● **Description of the task**:
Write out the entries below once more, exactly, with the pictures left out.

[Extracted records]
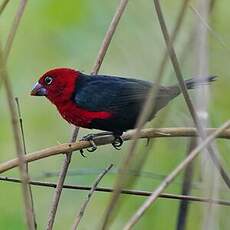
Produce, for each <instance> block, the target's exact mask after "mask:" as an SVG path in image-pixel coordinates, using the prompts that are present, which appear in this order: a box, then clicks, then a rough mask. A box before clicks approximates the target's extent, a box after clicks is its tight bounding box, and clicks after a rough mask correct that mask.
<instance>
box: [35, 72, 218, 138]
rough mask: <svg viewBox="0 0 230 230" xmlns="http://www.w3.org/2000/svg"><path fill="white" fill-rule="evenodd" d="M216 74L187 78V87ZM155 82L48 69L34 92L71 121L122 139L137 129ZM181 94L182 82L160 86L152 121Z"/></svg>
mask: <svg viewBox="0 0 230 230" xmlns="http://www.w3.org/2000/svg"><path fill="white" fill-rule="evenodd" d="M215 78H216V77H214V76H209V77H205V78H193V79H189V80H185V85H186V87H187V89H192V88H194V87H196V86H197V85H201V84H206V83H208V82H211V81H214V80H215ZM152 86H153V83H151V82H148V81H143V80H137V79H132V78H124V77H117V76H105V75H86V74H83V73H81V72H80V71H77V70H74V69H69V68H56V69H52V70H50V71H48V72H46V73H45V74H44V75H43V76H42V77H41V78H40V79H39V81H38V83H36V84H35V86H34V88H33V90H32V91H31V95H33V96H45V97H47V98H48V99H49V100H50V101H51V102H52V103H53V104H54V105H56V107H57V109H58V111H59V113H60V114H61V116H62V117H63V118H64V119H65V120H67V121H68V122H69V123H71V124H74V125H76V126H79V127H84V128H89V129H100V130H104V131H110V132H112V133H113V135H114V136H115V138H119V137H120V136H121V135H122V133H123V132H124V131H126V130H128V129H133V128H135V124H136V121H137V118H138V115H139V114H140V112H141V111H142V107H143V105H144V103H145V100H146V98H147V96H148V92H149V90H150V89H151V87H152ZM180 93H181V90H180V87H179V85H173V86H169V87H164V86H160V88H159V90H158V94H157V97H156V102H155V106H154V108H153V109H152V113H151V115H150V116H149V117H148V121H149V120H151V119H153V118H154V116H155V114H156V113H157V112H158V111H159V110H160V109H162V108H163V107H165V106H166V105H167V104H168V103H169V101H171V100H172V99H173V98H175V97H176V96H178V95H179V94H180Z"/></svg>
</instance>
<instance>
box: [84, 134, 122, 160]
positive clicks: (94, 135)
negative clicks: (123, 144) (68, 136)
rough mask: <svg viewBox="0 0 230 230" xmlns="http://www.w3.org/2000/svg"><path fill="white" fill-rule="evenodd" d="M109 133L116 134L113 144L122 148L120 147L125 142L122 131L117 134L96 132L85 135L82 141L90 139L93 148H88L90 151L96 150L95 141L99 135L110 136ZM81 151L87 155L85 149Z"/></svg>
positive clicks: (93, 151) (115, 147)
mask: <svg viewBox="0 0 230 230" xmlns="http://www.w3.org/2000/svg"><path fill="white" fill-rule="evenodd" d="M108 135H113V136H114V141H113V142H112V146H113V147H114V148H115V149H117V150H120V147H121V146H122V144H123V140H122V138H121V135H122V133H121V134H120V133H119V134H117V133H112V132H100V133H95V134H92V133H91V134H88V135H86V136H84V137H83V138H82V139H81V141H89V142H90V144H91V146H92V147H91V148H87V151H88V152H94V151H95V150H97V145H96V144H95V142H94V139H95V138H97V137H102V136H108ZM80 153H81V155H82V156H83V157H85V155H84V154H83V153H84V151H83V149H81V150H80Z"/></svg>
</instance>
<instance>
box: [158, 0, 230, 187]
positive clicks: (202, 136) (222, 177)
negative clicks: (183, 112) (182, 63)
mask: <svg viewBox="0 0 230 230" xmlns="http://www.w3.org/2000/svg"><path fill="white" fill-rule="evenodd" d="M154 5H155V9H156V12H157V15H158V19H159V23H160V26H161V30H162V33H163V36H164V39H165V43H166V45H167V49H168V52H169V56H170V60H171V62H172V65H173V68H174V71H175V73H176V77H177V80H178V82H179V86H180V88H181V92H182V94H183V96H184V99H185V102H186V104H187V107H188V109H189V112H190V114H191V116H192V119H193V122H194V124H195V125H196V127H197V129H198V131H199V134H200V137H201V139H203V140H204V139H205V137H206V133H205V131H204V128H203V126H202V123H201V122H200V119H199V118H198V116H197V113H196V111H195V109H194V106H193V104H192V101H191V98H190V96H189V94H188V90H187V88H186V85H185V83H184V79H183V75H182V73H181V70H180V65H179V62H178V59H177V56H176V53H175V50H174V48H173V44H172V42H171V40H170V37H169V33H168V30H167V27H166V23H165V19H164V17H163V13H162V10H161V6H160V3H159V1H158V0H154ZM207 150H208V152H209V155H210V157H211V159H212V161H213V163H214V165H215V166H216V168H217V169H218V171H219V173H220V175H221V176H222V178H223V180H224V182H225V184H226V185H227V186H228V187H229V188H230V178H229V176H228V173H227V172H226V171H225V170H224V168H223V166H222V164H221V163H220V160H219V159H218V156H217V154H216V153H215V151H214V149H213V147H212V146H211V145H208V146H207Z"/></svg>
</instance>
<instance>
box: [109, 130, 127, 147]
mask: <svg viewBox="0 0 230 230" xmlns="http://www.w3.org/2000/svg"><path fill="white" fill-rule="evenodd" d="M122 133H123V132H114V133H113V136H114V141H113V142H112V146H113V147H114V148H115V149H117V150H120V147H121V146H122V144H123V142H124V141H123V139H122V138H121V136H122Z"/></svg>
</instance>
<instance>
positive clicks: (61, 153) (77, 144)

● **Answer to this task**:
Produce, for each <instance> block, the target's exact mask after "mask:" as an SVG path in image-pixel coordinates, using the prompts that are present, which appear in this order: a box, then clicks, then a rough mask. A box before clicks approximates the target's extent, a box after clicks is its tight bounding box, and clicks after a rough mask correct that mask.
<instance>
box: [35, 72, 218, 138]
rough mask: <svg viewBox="0 0 230 230" xmlns="http://www.w3.org/2000/svg"><path fill="white" fill-rule="evenodd" d="M216 74L187 78V87ZM155 82L48 69L34 92L71 121L122 139L137 129ZM181 94L182 82L160 86L152 121Z"/></svg>
mask: <svg viewBox="0 0 230 230" xmlns="http://www.w3.org/2000/svg"><path fill="white" fill-rule="evenodd" d="M215 78H216V77H214V76H209V77H205V78H193V79H189V80H185V85H186V87H187V89H192V88H194V87H196V86H197V85H201V84H206V83H208V82H211V81H214V80H215ZM152 86H153V83H151V82H148V81H143V80H137V79H132V78H124V77H117V76H105V75H86V74H83V73H81V72H80V71H77V70H74V69H69V68H56V69H52V70H50V71H48V72H46V73H45V74H44V75H43V76H42V77H41V78H40V79H39V81H38V83H36V84H35V86H34V88H33V90H32V91H31V95H33V96H45V97H47V98H48V99H49V100H50V101H51V102H52V103H53V104H54V105H56V107H57V109H58V111H59V113H60V114H61V116H62V117H63V118H64V119H65V120H67V121H68V122H69V123H71V124H74V125H76V126H79V127H84V128H89V129H100V130H104V131H110V132H112V133H113V135H114V136H115V138H119V137H120V136H121V135H122V133H123V132H124V131H126V130H128V129H133V128H135V124H136V121H137V118H138V115H139V114H140V112H141V111H142V107H143V105H144V103H145V100H146V98H147V96H148V92H149V90H150V89H151V87H152ZM180 93H181V90H180V87H179V85H173V86H169V87H164V86H160V88H159V90H158V94H157V97H156V102H155V106H154V108H153V109H152V113H151V115H150V116H149V117H148V121H149V120H151V119H153V118H154V116H155V114H156V113H157V112H158V111H159V110H160V109H162V108H163V107H165V106H166V105H167V104H168V103H169V101H171V100H172V99H173V98H175V97H176V96H178V95H179V94H180Z"/></svg>
</instance>
<instance>
box: [84, 134, 122, 160]
positive clicks: (94, 135)
negative clicks: (123, 144) (68, 136)
rough mask: <svg viewBox="0 0 230 230" xmlns="http://www.w3.org/2000/svg"><path fill="white" fill-rule="evenodd" d="M109 133L116 134L113 144L122 148L120 147L125 142L122 131L117 134L96 132L85 135L82 141L90 139L93 148H88L90 151L96 150L95 141L99 135L110 136ZM81 151L87 155L85 149Z"/></svg>
positive clicks: (93, 151) (115, 147)
mask: <svg viewBox="0 0 230 230" xmlns="http://www.w3.org/2000/svg"><path fill="white" fill-rule="evenodd" d="M108 135H113V136H114V141H113V142H112V146H113V147H114V148H115V149H117V150H120V147H121V146H122V144H123V140H122V138H121V135H122V133H121V134H120V133H119V134H117V133H112V132H100V133H95V134H92V133H91V134H88V135H86V136H84V137H83V138H82V139H81V141H89V142H90V144H91V146H92V147H91V148H87V151H88V152H94V151H95V150H97V145H96V144H95V142H94V139H95V138H97V137H102V136H108ZM80 153H81V155H82V156H83V157H85V155H84V154H83V153H84V151H83V149H81V150H80Z"/></svg>
</instance>
<instance>
box: [158, 0, 230, 187]
positive clicks: (202, 136) (222, 177)
negative clicks: (183, 112) (182, 63)
mask: <svg viewBox="0 0 230 230" xmlns="http://www.w3.org/2000/svg"><path fill="white" fill-rule="evenodd" d="M154 5H155V9H156V12H157V15H158V19H159V23H160V26H161V30H162V33H163V36H164V39H165V43H166V45H167V49H168V52H169V56H170V60H171V62H172V65H173V68H174V71H175V73H176V77H177V80H178V82H179V86H180V88H181V92H182V94H183V96H184V99H185V102H186V104H187V107H188V109H189V112H190V114H191V116H192V119H193V122H194V124H195V125H196V127H197V129H198V131H199V134H200V137H201V139H203V140H204V139H205V137H206V133H205V131H204V128H203V126H202V123H201V122H200V119H199V118H198V116H197V113H196V111H195V109H194V106H193V104H192V101H191V98H190V96H189V94H188V90H187V88H186V85H185V83H184V79H183V75H182V73H181V70H180V65H179V62H178V59H177V56H176V53H175V50H174V48H173V44H172V42H171V40H170V37H169V33H168V30H167V27H166V23H165V19H164V17H163V13H162V10H161V6H160V3H159V1H158V0H154ZM207 150H208V152H209V155H210V157H211V159H212V161H213V163H214V165H215V166H216V168H217V169H218V171H219V173H220V175H221V176H222V178H223V180H224V182H225V184H226V185H227V186H228V187H229V188H230V178H229V176H228V173H227V172H226V171H225V170H224V168H223V166H222V164H221V163H220V160H219V159H218V156H217V154H216V153H215V151H214V149H213V147H212V146H211V145H208V146H207Z"/></svg>
</instance>
<instance>
box: [109, 130, 127, 147]
mask: <svg viewBox="0 0 230 230" xmlns="http://www.w3.org/2000/svg"><path fill="white" fill-rule="evenodd" d="M122 133H123V132H114V133H113V136H114V141H113V142H112V146H113V147H114V148H115V149H117V150H120V147H121V146H122V144H123V142H124V141H123V139H122V138H121V136H122Z"/></svg>
</instance>
<instance>
positive clicks: (61, 153) (77, 144)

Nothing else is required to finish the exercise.